• _What this task involves_: How many lines of the data below contain the word "elderly"? Give only the number.

• _Excerpts of location labeling data_:
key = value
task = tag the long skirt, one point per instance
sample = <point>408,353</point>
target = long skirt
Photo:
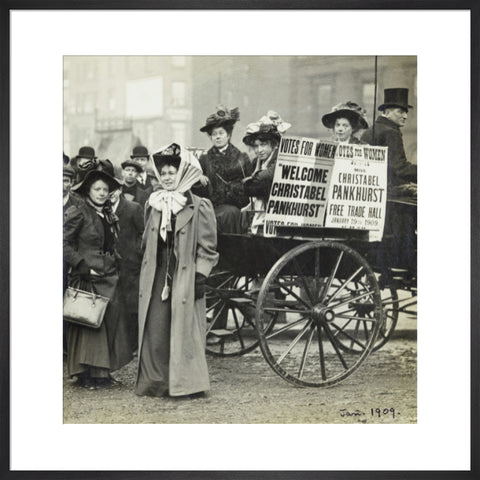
<point>100,351</point>
<point>153,363</point>
<point>229,219</point>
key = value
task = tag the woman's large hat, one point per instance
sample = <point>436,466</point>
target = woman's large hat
<point>269,127</point>
<point>349,110</point>
<point>139,151</point>
<point>395,97</point>
<point>93,176</point>
<point>221,118</point>
<point>168,155</point>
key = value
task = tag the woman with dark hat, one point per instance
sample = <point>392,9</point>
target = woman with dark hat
<point>345,120</point>
<point>179,246</point>
<point>89,240</point>
<point>263,137</point>
<point>224,167</point>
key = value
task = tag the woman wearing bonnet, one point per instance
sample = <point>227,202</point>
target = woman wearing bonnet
<point>263,137</point>
<point>179,245</point>
<point>224,166</point>
<point>345,120</point>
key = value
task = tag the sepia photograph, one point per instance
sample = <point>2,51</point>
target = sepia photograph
<point>239,239</point>
<point>241,242</point>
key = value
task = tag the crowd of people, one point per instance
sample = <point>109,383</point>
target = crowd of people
<point>148,241</point>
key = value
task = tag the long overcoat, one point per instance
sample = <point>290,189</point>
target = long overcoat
<point>106,347</point>
<point>195,251</point>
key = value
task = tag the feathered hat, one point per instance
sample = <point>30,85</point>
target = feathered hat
<point>221,118</point>
<point>349,110</point>
<point>270,127</point>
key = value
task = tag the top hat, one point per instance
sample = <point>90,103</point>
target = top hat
<point>349,110</point>
<point>221,118</point>
<point>86,152</point>
<point>131,163</point>
<point>169,155</point>
<point>395,97</point>
<point>68,171</point>
<point>269,127</point>
<point>92,176</point>
<point>139,151</point>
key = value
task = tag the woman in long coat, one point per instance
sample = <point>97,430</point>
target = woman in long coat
<point>90,251</point>
<point>224,167</point>
<point>179,252</point>
<point>263,137</point>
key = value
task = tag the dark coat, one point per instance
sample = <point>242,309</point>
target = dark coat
<point>108,346</point>
<point>260,183</point>
<point>136,193</point>
<point>150,182</point>
<point>225,172</point>
<point>195,242</point>
<point>388,134</point>
<point>130,216</point>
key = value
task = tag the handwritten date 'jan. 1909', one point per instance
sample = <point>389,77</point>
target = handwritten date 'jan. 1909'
<point>372,412</point>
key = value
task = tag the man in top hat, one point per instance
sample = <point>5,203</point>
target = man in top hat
<point>130,221</point>
<point>145,178</point>
<point>386,132</point>
<point>131,189</point>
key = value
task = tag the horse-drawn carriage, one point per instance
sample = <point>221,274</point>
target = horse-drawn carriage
<point>317,299</point>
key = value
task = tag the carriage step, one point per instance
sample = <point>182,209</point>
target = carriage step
<point>222,332</point>
<point>241,300</point>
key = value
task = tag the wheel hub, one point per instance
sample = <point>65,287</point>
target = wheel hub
<point>321,313</point>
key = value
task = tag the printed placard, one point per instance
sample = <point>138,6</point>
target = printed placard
<point>358,190</point>
<point>299,193</point>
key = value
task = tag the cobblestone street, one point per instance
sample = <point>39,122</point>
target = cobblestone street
<point>246,390</point>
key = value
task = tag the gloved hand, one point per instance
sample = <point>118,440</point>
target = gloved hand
<point>83,270</point>
<point>200,280</point>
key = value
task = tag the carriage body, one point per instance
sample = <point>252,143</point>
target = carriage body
<point>316,299</point>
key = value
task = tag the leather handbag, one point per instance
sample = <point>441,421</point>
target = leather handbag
<point>84,308</point>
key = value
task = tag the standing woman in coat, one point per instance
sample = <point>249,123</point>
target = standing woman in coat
<point>179,252</point>
<point>90,238</point>
<point>224,167</point>
<point>345,120</point>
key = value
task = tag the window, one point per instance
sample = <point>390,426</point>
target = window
<point>179,61</point>
<point>368,96</point>
<point>179,90</point>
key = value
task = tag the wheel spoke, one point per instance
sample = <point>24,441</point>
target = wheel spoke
<point>335,346</point>
<point>354,340</point>
<point>294,342</point>
<point>344,284</point>
<point>360,319</point>
<point>331,278</point>
<point>278,309</point>
<point>305,351</point>
<point>211,307</point>
<point>239,330</point>
<point>321,352</point>
<point>215,318</point>
<point>286,327</point>
<point>350,299</point>
<point>293,294</point>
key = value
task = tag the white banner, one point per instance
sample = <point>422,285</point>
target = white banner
<point>358,190</point>
<point>299,193</point>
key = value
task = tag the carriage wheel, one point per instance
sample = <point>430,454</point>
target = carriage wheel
<point>325,295</point>
<point>230,315</point>
<point>353,342</point>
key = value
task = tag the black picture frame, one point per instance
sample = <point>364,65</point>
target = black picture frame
<point>5,266</point>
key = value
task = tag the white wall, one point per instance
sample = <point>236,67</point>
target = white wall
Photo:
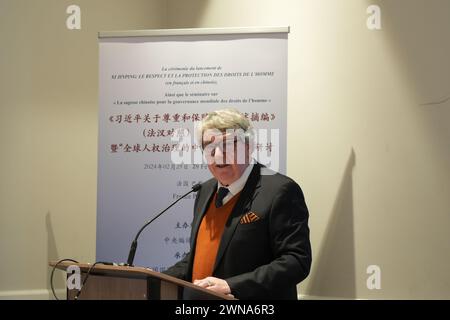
<point>48,132</point>
<point>373,161</point>
<point>371,155</point>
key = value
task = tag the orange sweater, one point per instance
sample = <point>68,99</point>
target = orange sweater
<point>208,238</point>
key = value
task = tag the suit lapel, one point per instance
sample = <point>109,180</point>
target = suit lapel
<point>242,206</point>
<point>203,202</point>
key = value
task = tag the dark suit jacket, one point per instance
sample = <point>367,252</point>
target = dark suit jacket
<point>264,259</point>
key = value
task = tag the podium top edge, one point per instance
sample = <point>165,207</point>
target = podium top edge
<point>193,32</point>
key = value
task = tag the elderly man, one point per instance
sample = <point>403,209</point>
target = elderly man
<point>250,234</point>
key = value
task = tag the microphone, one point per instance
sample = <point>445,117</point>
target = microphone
<point>133,247</point>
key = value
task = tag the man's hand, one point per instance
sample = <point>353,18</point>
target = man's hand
<point>214,284</point>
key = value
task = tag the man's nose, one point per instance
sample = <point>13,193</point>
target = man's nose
<point>219,157</point>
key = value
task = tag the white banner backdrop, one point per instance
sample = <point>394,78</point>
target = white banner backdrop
<point>150,86</point>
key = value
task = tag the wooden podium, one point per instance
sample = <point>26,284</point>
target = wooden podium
<point>108,282</point>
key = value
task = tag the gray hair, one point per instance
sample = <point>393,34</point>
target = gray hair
<point>223,120</point>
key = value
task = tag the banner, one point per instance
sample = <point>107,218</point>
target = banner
<point>154,84</point>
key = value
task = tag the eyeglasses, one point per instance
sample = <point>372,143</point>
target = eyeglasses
<point>224,146</point>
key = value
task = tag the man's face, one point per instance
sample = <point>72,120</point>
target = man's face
<point>226,155</point>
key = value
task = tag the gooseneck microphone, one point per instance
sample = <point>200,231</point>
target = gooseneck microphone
<point>133,247</point>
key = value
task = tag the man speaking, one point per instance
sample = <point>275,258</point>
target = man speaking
<point>250,234</point>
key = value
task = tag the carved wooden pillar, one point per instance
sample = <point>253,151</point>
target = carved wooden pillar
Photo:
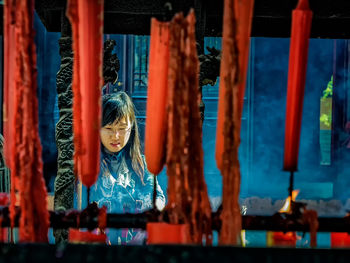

• _Answer to this problem_: 2